[RAW DATA]:
┄┄┄┄┄┄┄┄┄┄
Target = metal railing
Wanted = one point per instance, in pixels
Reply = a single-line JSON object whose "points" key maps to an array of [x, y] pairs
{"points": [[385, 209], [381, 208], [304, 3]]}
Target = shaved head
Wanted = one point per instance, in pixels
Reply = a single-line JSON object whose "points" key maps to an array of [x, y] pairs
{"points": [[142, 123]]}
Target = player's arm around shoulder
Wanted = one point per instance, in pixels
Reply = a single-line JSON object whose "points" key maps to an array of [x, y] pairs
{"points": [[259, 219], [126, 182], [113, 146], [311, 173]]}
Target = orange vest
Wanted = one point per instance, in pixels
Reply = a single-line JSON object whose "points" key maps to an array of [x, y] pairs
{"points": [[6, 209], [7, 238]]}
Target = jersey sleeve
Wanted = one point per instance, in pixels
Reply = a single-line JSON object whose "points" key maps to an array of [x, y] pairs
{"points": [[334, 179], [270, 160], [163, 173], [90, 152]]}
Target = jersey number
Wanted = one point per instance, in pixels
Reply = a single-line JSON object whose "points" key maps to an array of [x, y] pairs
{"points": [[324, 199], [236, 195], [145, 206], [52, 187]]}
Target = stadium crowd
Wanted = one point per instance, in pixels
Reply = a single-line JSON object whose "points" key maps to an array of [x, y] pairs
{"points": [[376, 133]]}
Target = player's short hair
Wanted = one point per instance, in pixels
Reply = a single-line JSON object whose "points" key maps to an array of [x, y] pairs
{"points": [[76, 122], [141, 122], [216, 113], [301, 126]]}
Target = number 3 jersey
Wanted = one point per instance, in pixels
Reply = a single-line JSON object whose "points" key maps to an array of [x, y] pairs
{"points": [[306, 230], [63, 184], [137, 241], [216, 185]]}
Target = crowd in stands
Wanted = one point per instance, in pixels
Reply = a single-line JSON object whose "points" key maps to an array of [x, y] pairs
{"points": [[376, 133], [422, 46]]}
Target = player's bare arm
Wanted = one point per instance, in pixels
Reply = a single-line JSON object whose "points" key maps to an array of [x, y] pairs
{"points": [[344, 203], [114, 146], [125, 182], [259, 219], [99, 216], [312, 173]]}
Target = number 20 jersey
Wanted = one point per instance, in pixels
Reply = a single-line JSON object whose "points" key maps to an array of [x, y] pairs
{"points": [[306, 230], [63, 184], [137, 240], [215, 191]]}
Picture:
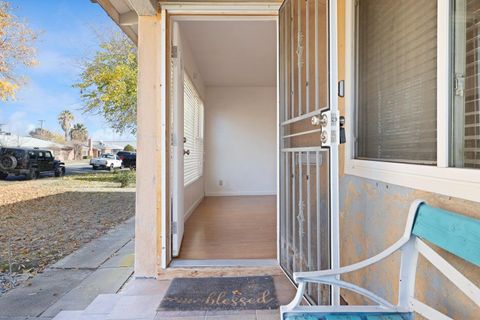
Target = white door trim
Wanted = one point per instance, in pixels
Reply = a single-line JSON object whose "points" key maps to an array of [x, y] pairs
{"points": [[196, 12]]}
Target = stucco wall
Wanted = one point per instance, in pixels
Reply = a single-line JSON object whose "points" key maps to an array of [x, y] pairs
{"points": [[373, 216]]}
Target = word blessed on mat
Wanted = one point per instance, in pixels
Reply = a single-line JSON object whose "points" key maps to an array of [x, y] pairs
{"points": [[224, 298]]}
┄┄┄┄┄┄┄┄┄┄
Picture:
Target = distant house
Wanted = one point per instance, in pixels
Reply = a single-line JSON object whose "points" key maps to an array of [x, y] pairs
┄┄┄┄┄┄┄┄┄┄
[EXERCISE TASK]: Find every line in the data that contains the word "player" and copy each of those lines.

[RESULT]:
Target = player's arm around shoulder
Target = player's short hair
Target = player's bare arm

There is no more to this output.